**DIRECTIONS**:
Return only the line that contains "of the beige" and each line after it, through the last line of the data below, copied exactly.

**LISTING**:
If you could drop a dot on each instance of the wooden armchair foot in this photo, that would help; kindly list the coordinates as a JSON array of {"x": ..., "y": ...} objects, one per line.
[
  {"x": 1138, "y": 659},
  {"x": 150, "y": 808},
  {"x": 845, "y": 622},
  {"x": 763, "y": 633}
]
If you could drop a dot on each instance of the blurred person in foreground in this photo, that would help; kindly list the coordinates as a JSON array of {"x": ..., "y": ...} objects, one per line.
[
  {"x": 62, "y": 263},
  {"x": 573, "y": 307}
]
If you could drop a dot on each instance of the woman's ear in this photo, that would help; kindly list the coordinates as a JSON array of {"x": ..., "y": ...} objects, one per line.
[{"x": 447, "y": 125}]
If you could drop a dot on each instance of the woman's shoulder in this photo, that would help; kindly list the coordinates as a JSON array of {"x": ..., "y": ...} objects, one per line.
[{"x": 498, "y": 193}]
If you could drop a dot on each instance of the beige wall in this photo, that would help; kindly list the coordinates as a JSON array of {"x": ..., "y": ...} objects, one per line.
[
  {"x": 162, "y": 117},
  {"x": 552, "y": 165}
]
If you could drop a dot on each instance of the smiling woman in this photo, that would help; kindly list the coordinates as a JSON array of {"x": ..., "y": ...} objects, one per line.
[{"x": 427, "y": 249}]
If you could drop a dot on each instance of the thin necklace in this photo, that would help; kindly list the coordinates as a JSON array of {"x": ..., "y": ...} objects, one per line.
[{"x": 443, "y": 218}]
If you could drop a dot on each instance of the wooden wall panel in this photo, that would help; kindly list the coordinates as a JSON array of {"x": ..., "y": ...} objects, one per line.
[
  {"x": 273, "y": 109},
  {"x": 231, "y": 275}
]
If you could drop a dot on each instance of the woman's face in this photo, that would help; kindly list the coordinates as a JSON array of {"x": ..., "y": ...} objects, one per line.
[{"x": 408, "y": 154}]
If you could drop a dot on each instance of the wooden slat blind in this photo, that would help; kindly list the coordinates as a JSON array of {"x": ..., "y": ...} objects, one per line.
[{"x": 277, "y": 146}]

**WORKED SOLUTION**:
If you could drop a dot on each instance of the beige wall in this photo, that would help; kindly list the coordinates as a JSON array of {"x": ..., "y": ...} objects, one per line.
[
  {"x": 162, "y": 117},
  {"x": 552, "y": 165}
]
If you could drop a dot on each instance of the smiling woman in this photo, that would help; kindly list the coordinates as a JSON array of {"x": ..., "y": ...} objects, one per line.
[{"x": 427, "y": 249}]
If you could drop a dot on each instance of the thin necklace in this photo, that would help; kindly list the coordinates as a JSON array of {"x": ..., "y": ...} objects, one per line.
[{"x": 443, "y": 218}]
If you could drop a dot on each instance of the wooden wall panel in this photo, that would help; kindly list the coordinates as a JSON array of {"x": ..., "y": ...} objects, one per line.
[
  {"x": 273, "y": 109},
  {"x": 231, "y": 275}
]
If you could drop a dot on each instance of the woman's face in this photo, that would help; kindly list the coordinates as a JSON array of {"x": ..., "y": ...} objects, one per line.
[{"x": 408, "y": 154}]
If you could drop a dot on each instance of the wooden slat blind in this photo, that would help; kindly list the coordinates as a JSON array of {"x": ..., "y": ...} objects, one per line.
[{"x": 277, "y": 146}]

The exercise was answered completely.